** begin Provided data **

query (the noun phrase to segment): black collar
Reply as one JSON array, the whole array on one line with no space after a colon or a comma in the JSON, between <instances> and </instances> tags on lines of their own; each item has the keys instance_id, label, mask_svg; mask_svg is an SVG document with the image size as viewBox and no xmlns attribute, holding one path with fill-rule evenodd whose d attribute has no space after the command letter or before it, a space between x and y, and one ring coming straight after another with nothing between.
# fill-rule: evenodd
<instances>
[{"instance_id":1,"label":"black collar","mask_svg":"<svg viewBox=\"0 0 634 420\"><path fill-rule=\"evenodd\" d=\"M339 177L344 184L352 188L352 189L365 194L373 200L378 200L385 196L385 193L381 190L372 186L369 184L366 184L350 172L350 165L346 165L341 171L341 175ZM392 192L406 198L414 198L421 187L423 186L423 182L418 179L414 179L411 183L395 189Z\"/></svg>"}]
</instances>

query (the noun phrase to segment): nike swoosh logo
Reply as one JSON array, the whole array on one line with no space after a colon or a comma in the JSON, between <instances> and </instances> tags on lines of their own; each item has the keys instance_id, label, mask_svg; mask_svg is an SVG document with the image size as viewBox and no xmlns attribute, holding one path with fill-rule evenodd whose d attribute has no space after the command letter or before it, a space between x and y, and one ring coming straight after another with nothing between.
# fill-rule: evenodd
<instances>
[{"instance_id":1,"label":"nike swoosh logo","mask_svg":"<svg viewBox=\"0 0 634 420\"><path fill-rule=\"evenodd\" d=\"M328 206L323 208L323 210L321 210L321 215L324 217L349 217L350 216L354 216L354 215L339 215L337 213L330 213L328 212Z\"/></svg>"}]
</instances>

** end Provided data **

Rewrite every line of the items above as a Markdown table with the columns Row and Line, where Row holds the row number and Line holds the text of that line. Leave out the blank lines.

| Row | Line |
|---|---|
| 1 | query (the noun phrase to segment): black collar |
| 2 | Reply as one JSON array, the whole array on one line with no space after a colon or a comma in the JSON, between <instances> and </instances> tags on lines of their own; each item has the keys instance_id, label, mask_svg; mask_svg is an SVG document with the image size as viewBox and no xmlns attribute, holding one path with fill-rule evenodd whose d attribute has no space after the command letter or before it, a space between x and y, and one ring coming straight after another with nothing between. |
| 3 | # fill-rule: evenodd |
| 4 | <instances> |
| 5 | [{"instance_id":1,"label":"black collar","mask_svg":"<svg viewBox=\"0 0 634 420\"><path fill-rule=\"evenodd\" d=\"M339 177L344 184L352 188L352 189L365 194L373 200L378 200L385 196L385 193L381 190L372 186L369 184L366 184L350 172L350 165L346 165L341 171L341 175ZM392 192L406 198L414 198L421 187L423 186L423 182L418 179L414 179L411 183L395 189Z\"/></svg>"}] |
| 6 | </instances> |
| 7 | query (the noun phrase to segment): nike swoosh logo |
| 8 | Reply as one JSON array, the whole array on one line with no space after a colon or a comma in the JSON, between <instances> and </instances> tags on lines of their own; each item has the keys instance_id, label, mask_svg; mask_svg is an SVG document with the image size as viewBox and no xmlns attribute, holding one path with fill-rule evenodd whose d attribute has no space after the command letter or before it, a space between x and y, and one ring coming straight after another with nothing between. |
| 9 | # fill-rule: evenodd |
| 10 | <instances> |
| 11 | [{"instance_id":1,"label":"nike swoosh logo","mask_svg":"<svg viewBox=\"0 0 634 420\"><path fill-rule=\"evenodd\" d=\"M328 206L323 208L323 210L321 210L321 215L324 217L349 217L350 216L354 216L354 215L339 215L337 213L330 213L328 212Z\"/></svg>"}] |
| 12 | </instances> |